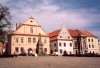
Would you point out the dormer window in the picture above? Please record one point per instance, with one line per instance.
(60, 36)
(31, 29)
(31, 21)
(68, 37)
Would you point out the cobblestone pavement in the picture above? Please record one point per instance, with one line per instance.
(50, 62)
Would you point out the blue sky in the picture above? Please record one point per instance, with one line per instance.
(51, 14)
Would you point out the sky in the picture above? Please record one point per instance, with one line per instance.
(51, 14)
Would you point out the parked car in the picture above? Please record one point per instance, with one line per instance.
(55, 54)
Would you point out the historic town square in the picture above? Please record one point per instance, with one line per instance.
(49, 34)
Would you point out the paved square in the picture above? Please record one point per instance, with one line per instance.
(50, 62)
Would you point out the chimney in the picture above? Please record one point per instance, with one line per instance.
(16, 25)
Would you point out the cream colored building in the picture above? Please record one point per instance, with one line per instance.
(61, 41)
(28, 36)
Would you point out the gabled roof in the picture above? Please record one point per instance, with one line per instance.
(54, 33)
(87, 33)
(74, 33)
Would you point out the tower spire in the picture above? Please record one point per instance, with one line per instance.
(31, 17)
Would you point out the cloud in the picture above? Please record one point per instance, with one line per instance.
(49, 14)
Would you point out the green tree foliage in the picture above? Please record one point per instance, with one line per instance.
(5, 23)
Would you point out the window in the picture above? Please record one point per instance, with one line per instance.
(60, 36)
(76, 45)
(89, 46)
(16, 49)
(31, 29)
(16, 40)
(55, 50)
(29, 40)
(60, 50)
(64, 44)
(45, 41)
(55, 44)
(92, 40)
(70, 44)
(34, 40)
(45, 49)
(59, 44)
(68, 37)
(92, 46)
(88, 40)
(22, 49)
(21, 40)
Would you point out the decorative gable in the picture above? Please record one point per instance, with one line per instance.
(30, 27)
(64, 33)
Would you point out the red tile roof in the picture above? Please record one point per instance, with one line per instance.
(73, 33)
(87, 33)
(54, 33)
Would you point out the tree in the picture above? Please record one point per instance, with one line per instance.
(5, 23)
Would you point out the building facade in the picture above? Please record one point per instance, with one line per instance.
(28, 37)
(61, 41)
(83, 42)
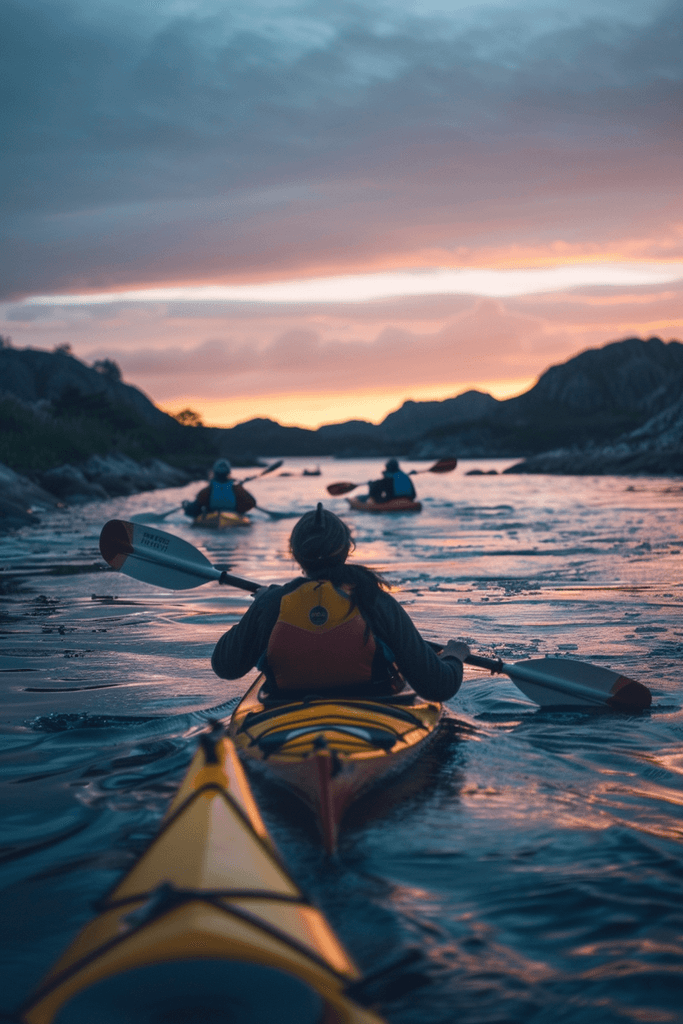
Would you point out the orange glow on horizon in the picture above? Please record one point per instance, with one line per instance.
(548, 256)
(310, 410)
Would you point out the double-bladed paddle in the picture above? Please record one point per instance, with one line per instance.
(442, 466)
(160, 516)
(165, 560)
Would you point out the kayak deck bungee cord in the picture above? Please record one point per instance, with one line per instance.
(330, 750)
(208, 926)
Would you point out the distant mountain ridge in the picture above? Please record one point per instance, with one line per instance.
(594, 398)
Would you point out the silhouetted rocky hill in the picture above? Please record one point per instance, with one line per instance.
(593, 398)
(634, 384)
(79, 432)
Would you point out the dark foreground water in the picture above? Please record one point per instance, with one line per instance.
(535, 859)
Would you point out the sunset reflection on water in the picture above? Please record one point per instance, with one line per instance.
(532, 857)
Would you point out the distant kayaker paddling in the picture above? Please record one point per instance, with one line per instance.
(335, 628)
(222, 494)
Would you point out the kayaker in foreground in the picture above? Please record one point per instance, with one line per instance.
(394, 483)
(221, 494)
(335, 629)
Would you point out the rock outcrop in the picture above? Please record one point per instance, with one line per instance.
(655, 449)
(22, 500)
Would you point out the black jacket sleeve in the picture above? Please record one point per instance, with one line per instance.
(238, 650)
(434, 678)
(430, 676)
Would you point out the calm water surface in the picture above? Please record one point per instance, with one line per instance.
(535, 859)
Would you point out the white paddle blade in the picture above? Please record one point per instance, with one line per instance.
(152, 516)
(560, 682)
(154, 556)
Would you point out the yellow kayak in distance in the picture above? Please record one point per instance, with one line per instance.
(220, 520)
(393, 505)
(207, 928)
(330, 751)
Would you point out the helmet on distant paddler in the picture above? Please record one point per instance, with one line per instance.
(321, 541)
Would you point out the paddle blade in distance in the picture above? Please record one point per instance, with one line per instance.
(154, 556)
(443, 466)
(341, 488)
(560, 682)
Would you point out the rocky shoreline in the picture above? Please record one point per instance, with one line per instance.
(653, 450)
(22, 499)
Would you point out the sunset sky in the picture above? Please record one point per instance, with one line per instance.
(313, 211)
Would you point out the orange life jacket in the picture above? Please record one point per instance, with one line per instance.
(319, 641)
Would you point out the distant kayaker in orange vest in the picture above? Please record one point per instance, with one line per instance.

- [Problem description]:
Transcribe every record above in full. Pictures stay out of the copy.

- [Result of the exercise]:
Would you point out the dormer window in the picture above? Please record one point per instance, with one line per instance.
(60, 36)
(31, 29)
(31, 21)
(68, 37)
Would you point out the cobblestone pavement in the picture above? Please record one point per instance, with one line per instance.
(50, 62)
Would you point out the blue sky in the picture above? Please record one point per instance, with one line per instance.
(51, 14)
Would you point out the sky in the picture above? Please record one point per instance, with one line per instance.
(51, 14)
Would you point out the parked car in the picture above? Please record one point per instance, with one line per instance.
(55, 54)
Would you point out the historic town square in the picture above? Please record one point per instance, with one line per instance.
(49, 34)
Would you point out the paved square in the picture above? Please record one point per instance, with one line per instance.
(50, 62)
Would you point out the chimney in the picture above? Please record one point per instance, with one line per instance.
(16, 25)
Would you point out the cream colored building in the picture above? Please record one point per instance, with one line per instance.
(61, 41)
(28, 36)
Would you point out the gabled roof in the picture above? Please record one point per instance, with one line per instance.
(54, 33)
(87, 33)
(74, 33)
Would you point out the tower spire in the picture above? Please record one point per instance, with one line per instance.
(31, 17)
Would you point out the cloud in the picture above? Please record one point per instance, with one line per instance.
(49, 14)
Would you point out the green tree foliage in the picture above? Please record one point per instance, with one line per instance.
(5, 23)
Would you point out the window in the picture above? Please record one point per instance, with one line per instance.
(60, 36)
(76, 45)
(89, 46)
(16, 49)
(31, 29)
(16, 40)
(55, 50)
(29, 40)
(60, 50)
(64, 44)
(45, 41)
(55, 44)
(92, 40)
(70, 44)
(34, 40)
(45, 49)
(59, 44)
(68, 37)
(92, 46)
(88, 40)
(22, 49)
(21, 40)
Would you point out the decorative gable in the picture above? Please record one point per instance, with one line per instance.
(30, 27)
(64, 33)
Would you point out the red tile roof in the picture above? Please record one point per instance, with one line per instance.
(73, 33)
(87, 33)
(54, 33)
Would you point out the tree in the picture above? Please record one point per instance, with one line per instance.
(5, 23)
Would you point out the building facade in the picture above? Please record one point per instance, with one line per instance.
(28, 37)
(61, 41)
(83, 42)
Would you point out the orange glow on horizon in the picture above? Please record one point per instance, with one line per instance.
(548, 256)
(310, 410)
Would you point out the double-bladed paddle in the picture above? Please record one point per instance, with one line per instance.
(442, 466)
(160, 516)
(165, 560)
Would you point out the kayak deck bungee cord in the picture above? Please record one point per instance, with one line per instance.
(330, 750)
(208, 926)
Would you point out the distant mountain ridge in the picture above? Please record one point per instance, with one line per instance.
(594, 398)
Would you point out the silhouetted rocky hill in the picture above? Please record one point per instance, with one line per instance.
(593, 398)
(634, 384)
(79, 432)
Would you point out the dark foreground water in the picture above? Please record one point per instance, with one line per instance.
(535, 859)
Would you point out the sunset reflection on water in the picture above? Please record one point per instance, with one line per instance.
(532, 857)
Would you point out the distant kayaker paddling in the picture above? Please record one point per instance, with one line per instance.
(335, 628)
(222, 494)
Would you point out the kayaker in foreground in the picture above? Please record one point per instance, with one line per instance.
(394, 483)
(221, 494)
(335, 629)
Would you point out the rock outcrop in the picture above? Please record one point per instance, with one line per instance.
(655, 449)
(22, 500)
Would you point out the black jacket sleeve in the picture above? Please record one point per instance, with one line per instance.
(238, 650)
(434, 678)
(430, 676)
Would you point out the calm water surface in the picture above? Please record one point per instance, with one line per instance.
(535, 859)
Would you point out the white paddle blade in the picture above? Please record one point per instance, with one line per instance.
(152, 516)
(560, 682)
(154, 556)
Would you point out the yellow kayak in distance in the picture above? Please record one point per instance, with one line per instance.
(220, 520)
(393, 505)
(207, 928)
(330, 751)
Would you point out the helmet on distant paddler in the picture above? Please record one point per instance, with one line per instance.
(321, 541)
Would you point out the paddle blade in distance in the picture above? Please record one point per instance, with one line per instance.
(154, 556)
(443, 466)
(341, 488)
(560, 682)
Would you point out the rocky shoreline in the picture above? Please record one point per instance, with one line per instance.
(653, 450)
(22, 499)
Would you point out the sunset sky in the picture above? Please record one point per instance, with one line per instance.
(313, 211)
Would you point out the orange life jacket in the picture above? Please record one point per instance, with one line per instance.
(319, 641)
Would you point out the distant kayaker in orange vest in the picture above? Please record one point per instance, with one line per instance.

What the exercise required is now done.